Marijuana leaf on top of a health cross symbol

A year ago this month, Ohio finally did the right thing and passed a medical marijuana law. It was a caring and honorable move, especially when you consider there are hundreds if not thousands of children and adults in the state suffering from epilepsy.

Research has proven time and time again that cannabidiols or CBDs with extremely low levels of THC, such as Charlotte’s Web or Epidiolex, are miracle medicines for epilepsy. Unlike what Big Pharma has to offer, CBDs work and don’t have potential side-effects like vomiting and liver damage. These researchers say many of their patients report nearly half as many seizures when using a CBD. What’s more, their patients are also more cognizant, happier and, no surprise, a little more hungry.

That being said, a father from Ohio with a 9-year-old epileptic daughter told the Free Press he’s still unable to legally acquire a CBD because the Ohio Medical Marijuana Control Program is going through growing pains as it crawls toward full functionality.

According to the state, the program won’t be 100 percent operational until the fall of 2018, and Ohio physicians, for the time being, are unable to give prescriptions for Charlotte’s Web or Epidiolex. There are no medical marijuana dispensaries in Ohio licensed to fill them and are not expected to open until next year. You could order CBDs or other cannabis products from Colorado but you risk federal drug charges. You could grow your own but that is illegal under the Ohio program.

In place of a prescription then, Ohio physicians are allowed to give recommendations to their patients to use CBD or THC if they can find a way to acquire it, no questions asked, this according to Tessie Pollock, spokesperson for the State Medical Board of Ohio. The recommendation gives the patient an affirmative defense if ever arrested for possession.

“Ohio physicians are not prohibited from giving a recommendation but this has nothing to do with the state of Ohio program because that part of the program has not been set up yet,” says Pollock. “What we are saying is, ‘Okay Ohio physicians, if you are wishing to recommend before the program is established, then we encourage you to contact your private attorney and get advice on what you should do.’”

The father of the epileptic daughter, however, says even if Ohio physicians are not prohibited from doing so, no doctor will give him a recommendation for a child because they told him the law has too much gray area and too much unfinished business regarding legalities. The father is an advocate for families with epileptic children, who he says can’t get a recommendation either.

“Technically, you can legally possess it if you had the doctor’s recommendation, which I can’t get,” says the father who would not offer his name for publication. “But If I could (get a doctor's recommendation for medical marijuana), you still can’t grow it, you can’t buy it, you can’t sell it, you can’t give it away. So technically a leprechaun would have to come to your house and deposit it. It’s so absurd it’s kind of funny.”

▸ **STORED DATA**:
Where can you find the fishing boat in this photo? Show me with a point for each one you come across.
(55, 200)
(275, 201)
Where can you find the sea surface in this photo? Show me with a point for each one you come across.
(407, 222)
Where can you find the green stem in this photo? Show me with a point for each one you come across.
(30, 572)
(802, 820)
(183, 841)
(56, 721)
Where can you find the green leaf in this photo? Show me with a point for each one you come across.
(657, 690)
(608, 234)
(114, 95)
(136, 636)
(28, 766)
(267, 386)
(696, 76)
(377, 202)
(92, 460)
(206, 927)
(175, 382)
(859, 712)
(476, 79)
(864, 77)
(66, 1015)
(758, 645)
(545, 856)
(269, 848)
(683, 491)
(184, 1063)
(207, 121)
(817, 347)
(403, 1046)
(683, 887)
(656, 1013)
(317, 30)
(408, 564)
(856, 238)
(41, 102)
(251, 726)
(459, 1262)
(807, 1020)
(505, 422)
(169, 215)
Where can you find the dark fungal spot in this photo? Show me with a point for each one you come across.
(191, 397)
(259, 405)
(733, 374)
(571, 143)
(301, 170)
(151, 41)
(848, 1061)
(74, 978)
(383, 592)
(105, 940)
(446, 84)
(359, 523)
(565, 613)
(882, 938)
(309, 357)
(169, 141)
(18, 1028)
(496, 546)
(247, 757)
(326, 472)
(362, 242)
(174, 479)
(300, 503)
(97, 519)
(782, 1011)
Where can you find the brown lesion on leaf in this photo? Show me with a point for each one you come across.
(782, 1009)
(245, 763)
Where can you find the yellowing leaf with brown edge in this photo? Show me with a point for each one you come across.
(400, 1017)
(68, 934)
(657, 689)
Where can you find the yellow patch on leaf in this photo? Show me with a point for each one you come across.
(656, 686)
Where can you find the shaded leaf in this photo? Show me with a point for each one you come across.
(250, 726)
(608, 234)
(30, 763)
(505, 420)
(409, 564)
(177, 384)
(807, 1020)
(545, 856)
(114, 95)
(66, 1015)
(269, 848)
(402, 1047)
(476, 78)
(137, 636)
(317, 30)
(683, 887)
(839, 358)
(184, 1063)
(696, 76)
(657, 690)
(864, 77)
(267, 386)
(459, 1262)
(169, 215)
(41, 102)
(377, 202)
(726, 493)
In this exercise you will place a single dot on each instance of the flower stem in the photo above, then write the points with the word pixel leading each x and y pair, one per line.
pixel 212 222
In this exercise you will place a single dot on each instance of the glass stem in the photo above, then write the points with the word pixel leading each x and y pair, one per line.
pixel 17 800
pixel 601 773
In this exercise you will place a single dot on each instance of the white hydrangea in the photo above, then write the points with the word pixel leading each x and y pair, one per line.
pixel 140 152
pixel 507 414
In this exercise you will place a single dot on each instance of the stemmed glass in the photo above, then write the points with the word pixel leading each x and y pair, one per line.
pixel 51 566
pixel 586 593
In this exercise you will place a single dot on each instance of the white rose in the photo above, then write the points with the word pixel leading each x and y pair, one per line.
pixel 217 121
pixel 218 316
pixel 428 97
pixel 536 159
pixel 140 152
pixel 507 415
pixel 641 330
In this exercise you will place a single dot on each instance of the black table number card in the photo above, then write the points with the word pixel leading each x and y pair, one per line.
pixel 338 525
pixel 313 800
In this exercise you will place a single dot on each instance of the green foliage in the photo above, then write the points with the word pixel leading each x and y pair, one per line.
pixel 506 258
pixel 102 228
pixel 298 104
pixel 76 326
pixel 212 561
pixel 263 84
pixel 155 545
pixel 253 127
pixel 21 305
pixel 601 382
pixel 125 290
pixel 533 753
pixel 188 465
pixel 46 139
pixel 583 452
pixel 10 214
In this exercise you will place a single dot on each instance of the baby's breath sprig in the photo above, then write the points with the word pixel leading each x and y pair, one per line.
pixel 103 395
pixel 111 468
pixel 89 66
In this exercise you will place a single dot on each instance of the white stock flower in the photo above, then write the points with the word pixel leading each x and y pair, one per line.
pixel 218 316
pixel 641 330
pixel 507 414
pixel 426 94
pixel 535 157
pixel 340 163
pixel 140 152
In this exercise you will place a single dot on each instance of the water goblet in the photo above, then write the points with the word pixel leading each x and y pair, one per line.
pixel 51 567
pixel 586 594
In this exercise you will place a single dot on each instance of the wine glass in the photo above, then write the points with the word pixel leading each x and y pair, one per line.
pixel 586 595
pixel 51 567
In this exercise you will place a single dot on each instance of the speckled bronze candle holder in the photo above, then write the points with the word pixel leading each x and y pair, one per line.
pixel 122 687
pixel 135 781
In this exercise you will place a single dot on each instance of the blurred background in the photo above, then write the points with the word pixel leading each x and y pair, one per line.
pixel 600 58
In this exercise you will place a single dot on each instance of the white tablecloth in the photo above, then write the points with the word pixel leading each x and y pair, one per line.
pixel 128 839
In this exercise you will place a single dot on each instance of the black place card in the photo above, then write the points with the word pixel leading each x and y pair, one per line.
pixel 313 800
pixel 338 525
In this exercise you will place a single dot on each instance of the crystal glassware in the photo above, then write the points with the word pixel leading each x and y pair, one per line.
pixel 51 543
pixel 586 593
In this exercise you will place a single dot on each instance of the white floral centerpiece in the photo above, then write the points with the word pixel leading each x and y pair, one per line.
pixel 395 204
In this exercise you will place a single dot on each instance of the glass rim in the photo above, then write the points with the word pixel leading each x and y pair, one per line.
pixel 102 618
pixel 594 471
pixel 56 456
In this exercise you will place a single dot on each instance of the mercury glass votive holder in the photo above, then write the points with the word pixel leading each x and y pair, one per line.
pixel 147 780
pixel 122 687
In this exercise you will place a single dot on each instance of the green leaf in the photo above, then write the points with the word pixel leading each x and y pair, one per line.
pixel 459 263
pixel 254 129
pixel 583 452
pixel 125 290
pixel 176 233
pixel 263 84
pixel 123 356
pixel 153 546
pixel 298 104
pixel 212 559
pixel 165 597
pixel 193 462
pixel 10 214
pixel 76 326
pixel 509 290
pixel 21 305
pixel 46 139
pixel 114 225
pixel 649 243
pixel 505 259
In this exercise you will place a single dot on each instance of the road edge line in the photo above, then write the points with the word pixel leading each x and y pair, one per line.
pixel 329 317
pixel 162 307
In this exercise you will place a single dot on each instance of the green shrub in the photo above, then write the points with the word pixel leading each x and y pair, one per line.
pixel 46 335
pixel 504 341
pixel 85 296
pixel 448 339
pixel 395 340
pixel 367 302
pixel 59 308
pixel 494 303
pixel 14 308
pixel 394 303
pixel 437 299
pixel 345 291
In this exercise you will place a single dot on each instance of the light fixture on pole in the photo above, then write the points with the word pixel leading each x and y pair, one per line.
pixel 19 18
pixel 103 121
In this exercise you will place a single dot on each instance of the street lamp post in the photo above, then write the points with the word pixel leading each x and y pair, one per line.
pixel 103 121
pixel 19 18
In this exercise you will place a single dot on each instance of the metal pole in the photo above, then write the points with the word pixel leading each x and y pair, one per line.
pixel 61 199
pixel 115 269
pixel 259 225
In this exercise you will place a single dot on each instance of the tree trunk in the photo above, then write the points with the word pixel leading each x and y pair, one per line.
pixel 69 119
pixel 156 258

▸ **TASK LIST**:
1 - In the article about Ohio's medical marijuana law, when does the state say its program will be fully operational?
2 - Carry on the article about Ohio's medical marijuana law after its last paragraph.

▸ **ANSWERS FOR THE EXERCISE**:
1 - In the fall of 2018.

2 -
Equally absurd is how the law will only allow Ohio’s major universities to test the state’s medical marijuana in their labs during the first year when the program is fully operational. The state wants universities, such as Ohio State, to test and measure the medicine’s level of THC, for example.

The problem is, says Rob Ryan, executive director of the Ohio Patient Network, is that Ohio State, University of Cincinnati and others, recently told the Cincinnati Enquirer they have no plans, so far, to oblige the state’s request to test the medicine.

“That’s the ten dollar question I have put forward for three months,” says Ryan. “No testing means no commercial sales. I have been trying to raise awareness and alarm bells.”

Ryan says this could further delay the program, potentially for another year. Mind-boggling is how some of these universities are currently researching CBDs or marijuana for epilepsy or other neurological disorders. Ohio State, for example, has conducted research on how marijuana can be good for the aging brain by reducing inflammation and the formation of new brain cells, and may even help prevent or delay the onset of Alzheimer’s.

Ryan says the usual suspects – lawyers and federalies – are influencing and telling these universities to forgo the testing that could help an estimated 200,000 to 300,000 Ohioans.

“Because their lawyers are like, ‘We may lose our federal contracts.’” he says.

Indeed, Ohio’s Medical Marijuana Control Program is revolutionary for a state many medical marijuana proponents believed would be one of the last to pass such legislation. Governor John Kasich and the Ohio General Assembly should be commended.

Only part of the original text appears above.